◆ **EXERCISE REQUIREMENTS**:
Starting with the line that contains "If you could identify the ceiling" and ending with the final line of the records, output those lines as a JSON list of strings, one string per line, leaving out any blank lines.

□ □ □ □

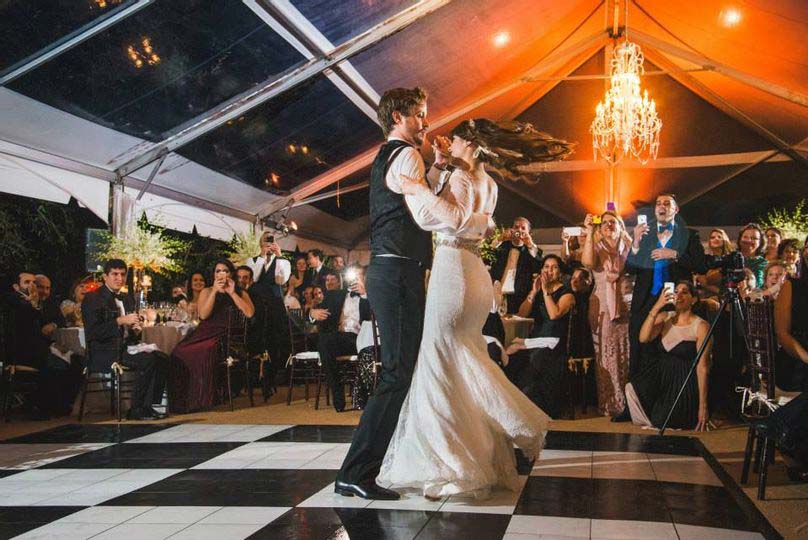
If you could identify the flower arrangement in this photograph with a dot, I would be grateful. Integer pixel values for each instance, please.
(488, 247)
(145, 247)
(793, 223)
(243, 246)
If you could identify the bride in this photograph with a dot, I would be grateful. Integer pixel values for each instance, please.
(462, 416)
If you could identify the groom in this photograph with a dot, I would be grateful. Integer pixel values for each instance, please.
(401, 251)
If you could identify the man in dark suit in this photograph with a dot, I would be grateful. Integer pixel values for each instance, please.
(670, 253)
(339, 319)
(109, 323)
(517, 259)
(315, 275)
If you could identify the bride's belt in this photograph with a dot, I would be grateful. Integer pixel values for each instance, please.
(470, 245)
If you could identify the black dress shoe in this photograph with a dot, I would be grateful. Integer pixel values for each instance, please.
(366, 491)
(624, 416)
(141, 414)
(155, 414)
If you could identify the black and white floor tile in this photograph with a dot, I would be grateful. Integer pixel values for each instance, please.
(261, 481)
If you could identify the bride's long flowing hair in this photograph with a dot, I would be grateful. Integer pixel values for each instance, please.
(506, 146)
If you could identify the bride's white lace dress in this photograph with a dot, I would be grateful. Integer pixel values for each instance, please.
(462, 415)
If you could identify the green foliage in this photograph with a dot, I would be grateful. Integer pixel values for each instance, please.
(43, 237)
(793, 223)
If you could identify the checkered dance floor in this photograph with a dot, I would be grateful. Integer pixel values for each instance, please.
(195, 481)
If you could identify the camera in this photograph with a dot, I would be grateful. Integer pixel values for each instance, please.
(732, 268)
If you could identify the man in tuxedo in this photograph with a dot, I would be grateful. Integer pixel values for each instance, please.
(315, 275)
(339, 319)
(671, 252)
(109, 324)
(270, 327)
(401, 252)
(517, 259)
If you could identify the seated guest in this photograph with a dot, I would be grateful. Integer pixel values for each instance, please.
(773, 278)
(244, 277)
(752, 245)
(517, 259)
(791, 327)
(194, 361)
(339, 319)
(109, 319)
(27, 345)
(677, 335)
(51, 314)
(549, 304)
(789, 253)
(196, 284)
(71, 308)
(290, 298)
(297, 280)
(773, 238)
(315, 275)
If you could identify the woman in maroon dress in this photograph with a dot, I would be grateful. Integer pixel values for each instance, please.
(192, 379)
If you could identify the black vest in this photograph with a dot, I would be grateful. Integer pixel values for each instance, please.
(265, 283)
(392, 229)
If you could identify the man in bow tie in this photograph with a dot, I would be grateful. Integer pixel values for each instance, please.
(517, 259)
(670, 253)
(109, 322)
(339, 319)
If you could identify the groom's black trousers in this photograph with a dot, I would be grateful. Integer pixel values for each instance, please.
(396, 293)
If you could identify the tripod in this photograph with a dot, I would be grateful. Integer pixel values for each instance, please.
(733, 300)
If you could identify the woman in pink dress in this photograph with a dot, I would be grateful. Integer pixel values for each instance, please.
(605, 251)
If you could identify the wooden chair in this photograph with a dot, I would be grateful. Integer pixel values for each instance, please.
(234, 352)
(303, 365)
(759, 397)
(578, 359)
(14, 378)
(111, 381)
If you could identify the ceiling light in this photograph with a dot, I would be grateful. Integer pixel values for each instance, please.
(730, 17)
(501, 38)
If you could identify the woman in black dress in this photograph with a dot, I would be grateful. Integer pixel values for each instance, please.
(677, 334)
(549, 304)
(791, 327)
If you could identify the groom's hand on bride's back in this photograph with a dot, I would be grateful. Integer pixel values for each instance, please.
(318, 314)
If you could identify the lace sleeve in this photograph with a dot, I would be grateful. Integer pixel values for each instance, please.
(451, 210)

□ □ □ □

◆ **OUTPUT FOR THIS EXERCISE**:
[
  "If you could identify the ceiling light in this photograph with a dot, I would be grateful. Integer pixel values for each instance, please.",
  "(730, 17)",
  "(501, 38)",
  "If you could identify the woman in black dress in this photograph with a dot, I would be grateful. Integer pixel values for each instance, please.",
  "(677, 334)",
  "(549, 304)",
  "(791, 327)",
  "If you could identify the groom's hand on bride's back in this photograph with a dot, I would be grateful. Integer pixel values for each instance, please.",
  "(318, 314)",
  "If you could identify the lace sleeve in this photograph with a dot, I would be grateful. Integer pixel values for each instance, please.",
  "(451, 210)"
]